(Point labeling dataset rows)
■ ■ ■
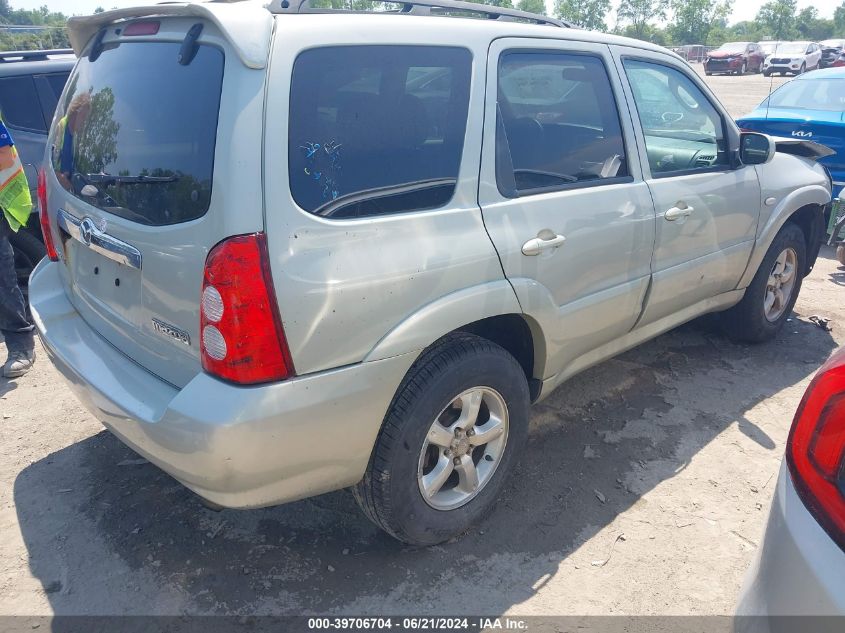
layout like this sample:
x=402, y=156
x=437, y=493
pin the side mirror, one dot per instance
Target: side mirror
x=756, y=149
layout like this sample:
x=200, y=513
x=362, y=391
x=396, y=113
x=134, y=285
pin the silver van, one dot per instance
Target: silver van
x=294, y=250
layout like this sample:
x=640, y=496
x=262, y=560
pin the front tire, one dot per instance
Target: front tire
x=449, y=439
x=770, y=297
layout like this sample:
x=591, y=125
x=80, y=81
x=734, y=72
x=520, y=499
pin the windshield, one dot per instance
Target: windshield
x=810, y=94
x=793, y=48
x=733, y=47
x=136, y=131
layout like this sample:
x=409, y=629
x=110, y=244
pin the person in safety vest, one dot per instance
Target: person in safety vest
x=15, y=208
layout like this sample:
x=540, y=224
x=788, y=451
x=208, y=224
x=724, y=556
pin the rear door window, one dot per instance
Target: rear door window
x=376, y=130
x=19, y=105
x=558, y=126
x=137, y=131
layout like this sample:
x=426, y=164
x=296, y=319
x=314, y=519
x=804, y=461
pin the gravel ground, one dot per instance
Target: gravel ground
x=643, y=490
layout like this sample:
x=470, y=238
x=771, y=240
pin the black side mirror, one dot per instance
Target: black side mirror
x=755, y=149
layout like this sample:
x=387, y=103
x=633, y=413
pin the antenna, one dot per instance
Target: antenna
x=771, y=84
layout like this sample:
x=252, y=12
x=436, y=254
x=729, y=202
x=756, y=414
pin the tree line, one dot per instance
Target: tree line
x=665, y=22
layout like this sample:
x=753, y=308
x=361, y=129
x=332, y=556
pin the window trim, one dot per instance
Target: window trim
x=587, y=184
x=461, y=159
x=639, y=122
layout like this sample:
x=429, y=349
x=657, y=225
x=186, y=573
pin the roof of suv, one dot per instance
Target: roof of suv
x=248, y=24
x=17, y=63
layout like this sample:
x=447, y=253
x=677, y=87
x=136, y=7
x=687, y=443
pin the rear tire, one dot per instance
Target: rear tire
x=770, y=297
x=411, y=450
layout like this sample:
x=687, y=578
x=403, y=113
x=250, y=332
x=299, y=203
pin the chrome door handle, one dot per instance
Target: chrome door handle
x=536, y=246
x=676, y=213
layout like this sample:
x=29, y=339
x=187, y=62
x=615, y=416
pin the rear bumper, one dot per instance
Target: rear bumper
■ ■ ■
Rewrite the stretch from the start of the rows through the line containing "x=136, y=131", requests included, offsetting every coordinate in the answer points by -105 and leaving the requests and their sample layouts unchanged. Leave the pictures out of your answer.

### Task response
layout like this sample:
x=402, y=156
x=437, y=493
pin the side mirror, one dot per instance
Target: side mirror
x=651, y=44
layout like this sample:
x=200, y=513
x=362, y=391
x=396, y=113
x=134, y=285
pin the silver van, one dot per instance
Target: silver van
x=189, y=145
layout like this sample:
x=640, y=496
x=262, y=560
pin the front tire, one dot per instance
Target: front tire
x=344, y=334
x=665, y=192
layout like this sample:
x=591, y=125
x=80, y=81
x=734, y=72
x=520, y=499
pin the windshield, one dot per instance
Target: windshield
x=705, y=-11
x=688, y=-57
x=628, y=-58
x=31, y=26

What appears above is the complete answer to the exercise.